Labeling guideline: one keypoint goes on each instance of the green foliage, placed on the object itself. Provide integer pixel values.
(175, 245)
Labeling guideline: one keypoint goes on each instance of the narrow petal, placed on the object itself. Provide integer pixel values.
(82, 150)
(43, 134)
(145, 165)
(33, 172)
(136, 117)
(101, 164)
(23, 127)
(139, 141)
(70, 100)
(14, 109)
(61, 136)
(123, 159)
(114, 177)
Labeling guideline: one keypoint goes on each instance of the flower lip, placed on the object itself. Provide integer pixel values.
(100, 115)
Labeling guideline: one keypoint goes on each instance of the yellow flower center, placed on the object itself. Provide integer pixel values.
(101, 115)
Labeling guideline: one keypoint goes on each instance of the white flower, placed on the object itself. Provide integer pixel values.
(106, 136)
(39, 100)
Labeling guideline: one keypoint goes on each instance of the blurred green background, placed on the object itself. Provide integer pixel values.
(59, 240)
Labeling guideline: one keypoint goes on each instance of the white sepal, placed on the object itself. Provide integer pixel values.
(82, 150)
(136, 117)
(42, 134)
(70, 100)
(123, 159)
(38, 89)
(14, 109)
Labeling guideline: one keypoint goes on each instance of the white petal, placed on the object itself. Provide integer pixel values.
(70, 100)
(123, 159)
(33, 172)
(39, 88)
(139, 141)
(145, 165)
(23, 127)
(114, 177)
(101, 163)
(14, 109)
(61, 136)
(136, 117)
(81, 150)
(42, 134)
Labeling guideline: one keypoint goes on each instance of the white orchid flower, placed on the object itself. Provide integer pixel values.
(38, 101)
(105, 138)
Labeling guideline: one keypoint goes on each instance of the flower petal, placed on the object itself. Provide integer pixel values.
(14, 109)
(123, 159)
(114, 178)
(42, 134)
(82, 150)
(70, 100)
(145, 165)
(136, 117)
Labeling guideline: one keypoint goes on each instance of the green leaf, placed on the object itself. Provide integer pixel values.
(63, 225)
•••
» What you need to do:
Rewrite all of the records above, substituting "marker" for each occurrence of "keypoint" and leaving everything else unchanged.

» Finished exercise:
Labeling guideline: one marker goes on each instance of the green foliage, placed on the object itself. Provide integer pixel values.
(175, 245)
Labeling guideline: one marker goes on each instance of the narrow petal, placed on the object itself. Provide integer pixel values.
(82, 150)
(43, 134)
(145, 165)
(33, 172)
(136, 117)
(101, 164)
(23, 127)
(139, 141)
(70, 100)
(14, 109)
(61, 136)
(123, 159)
(114, 177)
Labeling guideline: one marker goes on each instance of the flower lip, placed on the object itself. Provide integer pixel values.
(100, 115)
Labeling guideline: one marker goes on each instance of the yellow flower center, placed on the object itself. Provide integer pixel values.
(101, 115)
Labeling guideline: one marker goes on each instance of the white flower, placed on the object itself. Provide integer pixel values.
(106, 136)
(39, 100)
Labeling guideline: one marker goes on each instance of the blurred green background, placed on the object itself. Provide integer pixel values.
(59, 240)
Labeling guideline: one marker goes on each instance of the white sepal, placed on the object itself. Provide integer pixel values.
(82, 150)
(136, 117)
(42, 134)
(70, 100)
(123, 159)
(38, 89)
(14, 109)
Labeling guideline: one marker goes on each instance of the white petal, placed on the object itself. Provide integer pixel values.
(70, 100)
(123, 159)
(33, 172)
(39, 88)
(139, 141)
(145, 165)
(23, 127)
(114, 177)
(101, 163)
(14, 109)
(61, 136)
(136, 117)
(81, 150)
(42, 134)
Labeling guideline: one marker goes on each instance of the white orchid flower, placed on the object itself. Provide integer pixel values.
(38, 101)
(105, 138)
Labeling guideline: one marker goes on each instance of the flower petal, placed on the object itself. Provide integer pixel values.
(14, 109)
(123, 159)
(114, 178)
(42, 134)
(82, 150)
(70, 100)
(145, 165)
(136, 117)
Labeling guideline: one marker goes on each instance of the green leaf, placed on the object itself. Provide integer pixel values.
(63, 225)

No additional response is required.